### EXCERPT
---------------

Op-Ed From The ACLU: Biden Must Act On Family Separation ASAP

by Madhuri Grewal
Alex Wong/Getty and ACLU

In the wake of Trump’s presidency, parents are grappling with how to talk to our children about the impact on our country. The Trump administration’s policies were not just news headlines for me — I lived the impacts daily. I fought against them at work, only to go home and live them as a mother, the daughter and spouse of immigrants, and a woman of color.

In January 2018, as immigrant communities faced relentless attacks from the Trump administration, I started working for the ACLU as the federal immigration policy counsel. Just one month into my job, my colleagues sued the Trump administration for separating our client Ms. L from her 7-year-old daughter. I still feel a gut punch when I think about what Ms. L went through: Immigration agents took away her daughter with no explanation. Ms. L could hear her daughter’s frantic wailing, begging the agents to let her stay with her mother.

For an excruciating four days, Ms. L didn’t know where her daughter had been taken. A 7-year-old girl, like so many other children separated by the Trump administration, sat terrified and alone in a government facility 2,000 miles away from her mother. By the time we filed our lawsuit, they had been separated for four months and only allowed to speak by phone six times, and never by video.

---------------

### DATA SHOWN
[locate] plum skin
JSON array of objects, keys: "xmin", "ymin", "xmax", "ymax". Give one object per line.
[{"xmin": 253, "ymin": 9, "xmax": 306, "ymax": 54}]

---------------

### WHAT THIS EXERCISE ASKS
1. According to the family separation op-ed, how far from her mother was Ms. L's daughter being held?
2. Carry on the family separation op-ed from its last sentence.
The lines that come after the family separation op-ed are unrelated material.

### ANSWERS TO THE EXERCISE
1. About 2,000 miles away.

2.
The ACLU later expanded the lawsuit, as we heard about more immigrant families forcibly separated. Some children were just babies, still nursed by their mothers. My professional life was consumed by the excruciating details of the Trump administration’s family separation practice. At home, I wasn’t quite sure how to talk about it with my own child, who was just shy of 3 years old at the time. My spouse and I (now pregnant) took our son to protests in the streets and in Congress, teaching him to chant “families belong together,” while knowing that children the same age as ours were snatched from their parents by the U.S. government.

Over the next two years, family separations continued and I gave birth to a second child. My oldest started to ask more about my job, and I gradually began to talk more about the ACLU’s work and what that meant: “Your family came here from India, and almost everyone in this country has come here from another place. Mommy works to make sure that immigrants who are here and are trying to come here are treated fairly, which isn’t happening, especially for Black immigrants.”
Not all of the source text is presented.